■ THE TASKS:
• a. According to the quarterly financial report, what did the Company acquire in 1996?
• b. Reproduce word for word the stretch of the quarterly financial report from "Property additions totaled" through "and $33.7 million, respectively.".
• c. Pick up the quarterly financial report after its last sentence and keep writing it.

This was equal to the year-end 1995 ratio and up from a 1.6 ratio at
March 31, 1995.

Cash Flows

Net cash provided by continuing operations totaled $54.9 million in the
first quarter of 1996, up sharply from the $37.4 million generated in
the same period last year.  The increase primarily reflects higher
earnings, the release of escrowed deposits referable to land sales and a
significantly reduced build-up of inventories during the quarter.  Cash
used for investing activities was $34.8 million as compared with the
1995 total of $18.5 million.  This change reflects higher purchases of
property, plant and equipment and higher spending for business
acquisitions.  Net cash used for financing activities totaled $21.5
million, down from the 1995 amount of $24.7 million.  This decline
reflects lower net payments on borrowings, partially offset by higher
purchases of common stock in 1996.

Cash and cash equivalents, which totaled $20.0 million at March 31,
1996, were up from $1.5 million a year ago.

On February 17, 1996, the Board of Directors authorized a quarterly
dividend of 42 cents per common share payable March 8, 1996.  The new
quarterly dividend represents a 15.1% increase over quarterly dividends
paid in 1995.

Property Additions

Property additions totaled $42.5 million in 1996 as compared with $26.1
million in the first quarter of 1995, reflecting higher spending for
acquisitions as well as higher routine capital spending.  In 1996, the
Company acquired a stone distribution facility in northern Illinois.

Short-term Borrowings

Short-term borrowings as of March 31, 1996 and 1995 consisted of notes
payable to banks totaling $3.3 million and $33.7 million, respectively.

Long-term Obligations

As of March 31, 1996, long-term obligations were 8.7% of long-term
capital and 11.3% of shareholders' equity.  The corresponding 1995
percentages were 10.0% and 13.3%.

Common Stock Transactions

Pursuant to the Company's long-standing common stock purchase program,
115,600 shares of common stock were purchased in the first quarter of
1996 at a total cost of $6.4 million, equal to an average price of
$54.94 per share.  Purchases of common stock in the first quarter of
1995 totaled 47,700 shares at a total cost of $2.4 million, equal to
an average price of $49.72 per share.

■ RECORDS SHOWN:
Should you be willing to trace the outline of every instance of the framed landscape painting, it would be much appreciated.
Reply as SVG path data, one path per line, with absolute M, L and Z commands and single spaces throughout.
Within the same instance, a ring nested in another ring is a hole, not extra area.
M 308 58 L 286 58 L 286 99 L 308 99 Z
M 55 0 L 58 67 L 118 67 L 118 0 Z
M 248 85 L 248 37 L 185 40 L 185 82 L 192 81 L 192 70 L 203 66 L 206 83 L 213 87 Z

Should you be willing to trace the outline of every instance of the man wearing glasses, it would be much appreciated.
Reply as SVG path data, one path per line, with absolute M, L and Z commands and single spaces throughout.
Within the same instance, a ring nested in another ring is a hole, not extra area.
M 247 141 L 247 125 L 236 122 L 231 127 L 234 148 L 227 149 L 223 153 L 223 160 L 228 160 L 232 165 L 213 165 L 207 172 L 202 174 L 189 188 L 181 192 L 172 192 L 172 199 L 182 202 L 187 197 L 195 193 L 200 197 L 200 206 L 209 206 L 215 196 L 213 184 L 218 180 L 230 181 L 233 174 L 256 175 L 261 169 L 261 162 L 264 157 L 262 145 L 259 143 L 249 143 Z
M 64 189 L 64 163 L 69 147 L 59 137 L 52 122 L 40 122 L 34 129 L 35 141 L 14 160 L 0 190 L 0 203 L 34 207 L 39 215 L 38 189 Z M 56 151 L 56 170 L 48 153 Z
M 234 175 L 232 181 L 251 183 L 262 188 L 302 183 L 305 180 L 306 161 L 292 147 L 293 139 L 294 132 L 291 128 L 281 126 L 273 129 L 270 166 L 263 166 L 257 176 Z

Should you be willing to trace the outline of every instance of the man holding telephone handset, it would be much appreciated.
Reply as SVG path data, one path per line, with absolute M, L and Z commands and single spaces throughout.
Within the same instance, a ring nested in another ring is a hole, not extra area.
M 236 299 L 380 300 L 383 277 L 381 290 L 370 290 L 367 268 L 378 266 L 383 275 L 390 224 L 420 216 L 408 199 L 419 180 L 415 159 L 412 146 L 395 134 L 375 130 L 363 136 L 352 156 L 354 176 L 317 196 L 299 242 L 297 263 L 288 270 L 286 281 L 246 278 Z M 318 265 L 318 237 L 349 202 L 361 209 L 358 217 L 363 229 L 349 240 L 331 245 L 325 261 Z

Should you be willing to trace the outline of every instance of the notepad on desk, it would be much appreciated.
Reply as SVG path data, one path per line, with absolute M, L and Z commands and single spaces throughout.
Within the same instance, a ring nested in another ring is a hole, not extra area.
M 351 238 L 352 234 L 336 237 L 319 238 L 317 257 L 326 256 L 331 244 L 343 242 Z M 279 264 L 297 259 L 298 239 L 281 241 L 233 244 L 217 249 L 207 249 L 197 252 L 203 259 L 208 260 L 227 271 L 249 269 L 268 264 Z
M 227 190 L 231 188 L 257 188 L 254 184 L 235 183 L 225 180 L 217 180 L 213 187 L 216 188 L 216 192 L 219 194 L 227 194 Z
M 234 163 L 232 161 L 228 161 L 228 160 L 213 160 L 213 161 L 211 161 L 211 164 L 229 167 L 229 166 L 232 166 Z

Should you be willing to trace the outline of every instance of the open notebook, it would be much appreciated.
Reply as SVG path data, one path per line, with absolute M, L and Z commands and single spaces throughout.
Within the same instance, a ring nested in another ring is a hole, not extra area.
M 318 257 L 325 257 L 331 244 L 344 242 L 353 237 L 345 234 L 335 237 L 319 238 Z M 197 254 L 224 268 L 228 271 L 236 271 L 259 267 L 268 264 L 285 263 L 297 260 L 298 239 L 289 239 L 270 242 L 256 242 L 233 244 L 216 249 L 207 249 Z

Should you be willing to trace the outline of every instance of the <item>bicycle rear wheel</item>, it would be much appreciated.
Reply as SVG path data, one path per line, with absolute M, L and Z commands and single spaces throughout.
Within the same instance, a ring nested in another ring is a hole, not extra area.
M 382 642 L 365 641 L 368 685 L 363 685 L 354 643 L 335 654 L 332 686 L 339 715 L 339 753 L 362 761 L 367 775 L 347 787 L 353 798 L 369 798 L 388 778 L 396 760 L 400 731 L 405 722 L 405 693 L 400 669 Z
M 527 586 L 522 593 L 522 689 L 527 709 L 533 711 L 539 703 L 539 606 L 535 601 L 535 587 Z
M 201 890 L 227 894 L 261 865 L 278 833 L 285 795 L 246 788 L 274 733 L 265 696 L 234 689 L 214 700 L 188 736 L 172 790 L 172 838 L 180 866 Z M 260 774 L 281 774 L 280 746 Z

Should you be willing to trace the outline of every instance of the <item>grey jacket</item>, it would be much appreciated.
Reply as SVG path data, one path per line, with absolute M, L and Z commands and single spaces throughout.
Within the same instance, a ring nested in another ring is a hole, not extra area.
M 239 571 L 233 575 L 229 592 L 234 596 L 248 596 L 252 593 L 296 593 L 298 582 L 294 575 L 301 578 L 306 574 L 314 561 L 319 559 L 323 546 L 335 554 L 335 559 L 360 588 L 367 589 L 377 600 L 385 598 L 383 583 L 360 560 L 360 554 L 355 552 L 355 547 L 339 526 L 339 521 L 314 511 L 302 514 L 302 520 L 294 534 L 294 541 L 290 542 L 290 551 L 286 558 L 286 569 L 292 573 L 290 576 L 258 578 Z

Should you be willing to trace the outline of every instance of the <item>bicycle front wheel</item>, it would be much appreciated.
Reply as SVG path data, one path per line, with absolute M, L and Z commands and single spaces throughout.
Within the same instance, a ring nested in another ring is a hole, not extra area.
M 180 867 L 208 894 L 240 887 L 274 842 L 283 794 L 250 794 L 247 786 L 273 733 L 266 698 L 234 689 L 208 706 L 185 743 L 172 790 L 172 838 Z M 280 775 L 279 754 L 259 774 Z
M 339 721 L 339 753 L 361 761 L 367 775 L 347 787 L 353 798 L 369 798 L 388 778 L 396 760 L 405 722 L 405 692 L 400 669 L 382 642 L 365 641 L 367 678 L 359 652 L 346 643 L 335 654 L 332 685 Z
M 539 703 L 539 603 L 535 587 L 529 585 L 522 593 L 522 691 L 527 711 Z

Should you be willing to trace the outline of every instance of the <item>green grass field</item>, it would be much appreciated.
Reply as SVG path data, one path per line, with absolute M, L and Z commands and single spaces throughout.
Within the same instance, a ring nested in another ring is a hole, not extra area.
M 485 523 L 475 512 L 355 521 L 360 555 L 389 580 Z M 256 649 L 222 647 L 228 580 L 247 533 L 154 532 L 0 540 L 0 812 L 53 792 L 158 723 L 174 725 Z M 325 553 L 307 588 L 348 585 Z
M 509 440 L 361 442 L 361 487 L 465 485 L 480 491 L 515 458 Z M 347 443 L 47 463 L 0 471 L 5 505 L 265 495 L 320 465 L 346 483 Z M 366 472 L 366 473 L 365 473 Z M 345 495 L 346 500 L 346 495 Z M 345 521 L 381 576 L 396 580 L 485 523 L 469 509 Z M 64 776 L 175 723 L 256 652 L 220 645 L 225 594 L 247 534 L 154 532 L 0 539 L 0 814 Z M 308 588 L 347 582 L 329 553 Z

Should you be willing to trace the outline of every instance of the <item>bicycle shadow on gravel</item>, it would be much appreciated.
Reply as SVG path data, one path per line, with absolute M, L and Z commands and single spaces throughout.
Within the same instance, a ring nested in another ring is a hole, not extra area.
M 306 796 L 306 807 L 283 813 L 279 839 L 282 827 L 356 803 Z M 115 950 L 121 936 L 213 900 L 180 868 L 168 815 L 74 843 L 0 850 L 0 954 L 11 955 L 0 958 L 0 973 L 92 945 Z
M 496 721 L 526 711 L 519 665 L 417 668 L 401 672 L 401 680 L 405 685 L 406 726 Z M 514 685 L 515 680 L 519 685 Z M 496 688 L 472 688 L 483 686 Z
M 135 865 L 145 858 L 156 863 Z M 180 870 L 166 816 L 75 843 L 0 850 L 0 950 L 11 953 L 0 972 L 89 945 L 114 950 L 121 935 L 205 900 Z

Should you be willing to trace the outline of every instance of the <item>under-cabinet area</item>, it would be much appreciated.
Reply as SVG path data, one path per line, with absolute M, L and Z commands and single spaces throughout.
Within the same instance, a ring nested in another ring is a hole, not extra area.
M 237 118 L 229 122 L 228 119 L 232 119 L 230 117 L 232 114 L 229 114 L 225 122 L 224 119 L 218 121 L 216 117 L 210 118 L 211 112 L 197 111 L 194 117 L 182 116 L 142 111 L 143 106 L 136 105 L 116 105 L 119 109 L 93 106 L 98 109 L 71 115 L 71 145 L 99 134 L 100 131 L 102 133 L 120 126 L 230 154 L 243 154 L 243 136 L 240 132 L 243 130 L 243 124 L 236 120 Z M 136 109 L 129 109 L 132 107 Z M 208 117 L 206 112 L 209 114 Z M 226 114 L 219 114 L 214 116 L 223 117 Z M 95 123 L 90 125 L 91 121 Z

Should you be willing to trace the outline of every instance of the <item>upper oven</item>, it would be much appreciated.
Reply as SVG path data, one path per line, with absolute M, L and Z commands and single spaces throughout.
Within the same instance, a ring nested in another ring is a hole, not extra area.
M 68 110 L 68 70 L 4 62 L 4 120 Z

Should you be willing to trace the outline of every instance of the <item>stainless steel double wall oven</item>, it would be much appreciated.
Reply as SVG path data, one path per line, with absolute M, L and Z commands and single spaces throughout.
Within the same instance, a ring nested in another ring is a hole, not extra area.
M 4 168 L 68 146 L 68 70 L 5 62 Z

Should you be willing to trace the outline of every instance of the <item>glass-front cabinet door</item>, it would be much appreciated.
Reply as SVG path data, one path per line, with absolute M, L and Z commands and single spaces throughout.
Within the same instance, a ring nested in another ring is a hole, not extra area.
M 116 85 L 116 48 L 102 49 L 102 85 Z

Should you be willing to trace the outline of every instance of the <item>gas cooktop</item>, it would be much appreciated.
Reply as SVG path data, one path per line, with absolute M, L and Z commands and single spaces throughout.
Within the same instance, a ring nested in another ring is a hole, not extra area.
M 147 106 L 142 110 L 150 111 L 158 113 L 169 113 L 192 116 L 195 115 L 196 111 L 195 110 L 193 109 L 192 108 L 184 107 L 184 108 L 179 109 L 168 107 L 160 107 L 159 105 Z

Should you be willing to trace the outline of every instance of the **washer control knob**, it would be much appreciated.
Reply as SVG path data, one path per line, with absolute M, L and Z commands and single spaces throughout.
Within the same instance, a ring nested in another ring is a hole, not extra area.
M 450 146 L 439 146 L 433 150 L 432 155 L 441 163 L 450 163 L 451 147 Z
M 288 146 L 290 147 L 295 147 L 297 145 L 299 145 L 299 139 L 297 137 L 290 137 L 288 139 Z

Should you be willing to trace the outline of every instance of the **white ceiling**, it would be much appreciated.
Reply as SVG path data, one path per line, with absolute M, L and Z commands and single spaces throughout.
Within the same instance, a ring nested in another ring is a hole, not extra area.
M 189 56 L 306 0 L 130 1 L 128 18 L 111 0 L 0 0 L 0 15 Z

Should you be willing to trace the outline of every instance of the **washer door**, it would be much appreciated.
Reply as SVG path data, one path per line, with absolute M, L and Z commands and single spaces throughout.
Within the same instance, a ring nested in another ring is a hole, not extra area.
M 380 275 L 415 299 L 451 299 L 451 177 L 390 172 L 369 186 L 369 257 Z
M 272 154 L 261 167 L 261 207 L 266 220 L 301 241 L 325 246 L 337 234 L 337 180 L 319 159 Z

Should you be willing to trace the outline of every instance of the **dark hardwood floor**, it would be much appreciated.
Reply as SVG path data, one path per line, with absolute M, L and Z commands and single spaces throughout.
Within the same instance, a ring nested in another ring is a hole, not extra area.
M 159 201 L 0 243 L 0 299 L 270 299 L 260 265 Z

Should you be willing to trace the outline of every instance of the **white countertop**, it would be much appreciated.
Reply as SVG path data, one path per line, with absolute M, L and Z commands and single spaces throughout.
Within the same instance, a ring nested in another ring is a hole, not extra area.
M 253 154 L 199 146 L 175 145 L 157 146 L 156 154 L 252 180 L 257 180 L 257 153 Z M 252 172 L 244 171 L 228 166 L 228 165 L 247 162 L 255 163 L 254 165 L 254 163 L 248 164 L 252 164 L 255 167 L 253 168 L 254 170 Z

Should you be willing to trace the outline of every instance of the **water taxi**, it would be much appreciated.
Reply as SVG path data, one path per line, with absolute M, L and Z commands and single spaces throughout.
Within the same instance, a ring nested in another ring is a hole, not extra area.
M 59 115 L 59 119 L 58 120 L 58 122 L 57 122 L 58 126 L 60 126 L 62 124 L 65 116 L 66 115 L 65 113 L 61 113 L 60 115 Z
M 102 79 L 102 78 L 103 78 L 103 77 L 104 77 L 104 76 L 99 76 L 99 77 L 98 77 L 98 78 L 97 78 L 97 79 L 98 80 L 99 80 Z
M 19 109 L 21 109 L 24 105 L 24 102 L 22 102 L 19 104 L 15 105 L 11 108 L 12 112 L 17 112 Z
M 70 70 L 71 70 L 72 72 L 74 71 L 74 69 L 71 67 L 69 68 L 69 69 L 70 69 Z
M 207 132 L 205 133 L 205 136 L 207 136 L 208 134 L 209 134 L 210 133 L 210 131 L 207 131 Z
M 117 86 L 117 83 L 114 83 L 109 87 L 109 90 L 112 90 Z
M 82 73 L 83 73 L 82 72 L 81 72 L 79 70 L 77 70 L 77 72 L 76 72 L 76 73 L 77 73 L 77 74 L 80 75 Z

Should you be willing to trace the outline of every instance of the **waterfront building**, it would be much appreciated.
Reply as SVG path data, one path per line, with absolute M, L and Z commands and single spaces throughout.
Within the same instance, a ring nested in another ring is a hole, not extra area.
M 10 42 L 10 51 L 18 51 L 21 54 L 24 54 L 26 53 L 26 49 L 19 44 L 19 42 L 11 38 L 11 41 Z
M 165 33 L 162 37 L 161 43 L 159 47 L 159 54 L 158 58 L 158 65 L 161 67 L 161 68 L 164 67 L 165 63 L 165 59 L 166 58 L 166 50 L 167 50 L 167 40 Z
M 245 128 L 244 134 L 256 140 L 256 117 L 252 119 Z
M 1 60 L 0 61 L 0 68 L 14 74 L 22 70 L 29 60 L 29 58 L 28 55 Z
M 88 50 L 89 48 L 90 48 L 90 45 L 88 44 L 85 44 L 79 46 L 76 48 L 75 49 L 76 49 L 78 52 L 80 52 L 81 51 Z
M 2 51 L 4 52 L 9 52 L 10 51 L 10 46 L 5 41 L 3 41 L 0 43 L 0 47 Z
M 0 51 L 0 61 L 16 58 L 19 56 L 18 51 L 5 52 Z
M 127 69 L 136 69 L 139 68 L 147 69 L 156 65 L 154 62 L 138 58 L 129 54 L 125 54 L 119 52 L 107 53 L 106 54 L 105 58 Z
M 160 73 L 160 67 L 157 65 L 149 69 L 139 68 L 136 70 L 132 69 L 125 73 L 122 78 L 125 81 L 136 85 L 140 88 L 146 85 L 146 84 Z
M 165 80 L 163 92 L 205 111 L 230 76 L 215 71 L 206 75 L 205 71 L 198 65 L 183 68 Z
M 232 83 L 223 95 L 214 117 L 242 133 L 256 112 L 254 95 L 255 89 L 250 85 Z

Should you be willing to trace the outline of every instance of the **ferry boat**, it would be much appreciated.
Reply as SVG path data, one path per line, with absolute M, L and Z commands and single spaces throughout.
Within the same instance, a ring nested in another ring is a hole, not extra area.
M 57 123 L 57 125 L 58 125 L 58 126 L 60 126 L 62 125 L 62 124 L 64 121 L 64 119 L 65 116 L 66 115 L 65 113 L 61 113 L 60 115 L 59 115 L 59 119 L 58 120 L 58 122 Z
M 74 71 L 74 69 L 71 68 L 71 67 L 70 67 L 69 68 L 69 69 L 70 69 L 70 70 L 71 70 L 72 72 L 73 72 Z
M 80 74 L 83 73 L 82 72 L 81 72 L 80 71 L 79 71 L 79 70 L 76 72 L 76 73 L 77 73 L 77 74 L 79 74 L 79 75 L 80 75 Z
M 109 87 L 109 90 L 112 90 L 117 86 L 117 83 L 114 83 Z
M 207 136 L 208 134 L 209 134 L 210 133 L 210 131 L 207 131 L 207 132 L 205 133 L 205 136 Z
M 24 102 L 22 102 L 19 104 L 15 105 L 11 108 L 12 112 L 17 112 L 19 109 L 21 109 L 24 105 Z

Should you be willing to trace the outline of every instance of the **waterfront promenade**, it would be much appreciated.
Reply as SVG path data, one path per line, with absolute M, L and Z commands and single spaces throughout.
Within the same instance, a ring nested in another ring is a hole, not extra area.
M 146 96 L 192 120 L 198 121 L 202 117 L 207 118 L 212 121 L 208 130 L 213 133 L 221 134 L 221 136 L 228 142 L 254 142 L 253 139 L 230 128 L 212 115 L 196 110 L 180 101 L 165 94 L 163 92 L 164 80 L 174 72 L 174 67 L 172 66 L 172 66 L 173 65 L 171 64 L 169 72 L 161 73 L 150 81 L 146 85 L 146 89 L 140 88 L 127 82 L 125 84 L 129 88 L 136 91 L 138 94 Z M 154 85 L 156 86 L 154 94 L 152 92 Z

■ RESPONSES TO THE EXERCISE:
• a. A stone distribution facility in northern Illinois.

• b.
Property additions totaled $42.5 million in 1996 as compared with $26.1
million in the first quarter of 1995, reflecting higher spending for
acquisitions as well as higher routine capital spending.  In 1996, the
Company acquired a stone distribution facility in northern Illinois.

Short-term Borrowings

Short-term borrowings as of March 31, 1996 and 1995 consisted of notes
payable to banks totaling $3.3 million and $33.7 million, respectively.

• c.
PART II.  OTHER INFORMATION

Item 1.   Legal Proceedings

          As previously reported in the Company's Annual Report on Form
          10-K, in January 1992, the Company received a letter from the
          Environmental Protection Agency ("EPA") regarding alleged
          releases or threatened releases of hazardous substances of a
          hazardous waste treatment, storage and disposal site in Greer,
          South Carolina, which was operated by Aqua-Tech Environmental,
          Inc.  The Company has now tendered payment to the potentially
          responsible party ("PRP") group as a de minimis settlement.
          In exchange for this settlement, both the PRP group and the
          EPA have fully released the Company from any further liability
          in connection with the cleanup of this site, and both have
          agreed not to take any further legal action against the
          Company with respect to this matter.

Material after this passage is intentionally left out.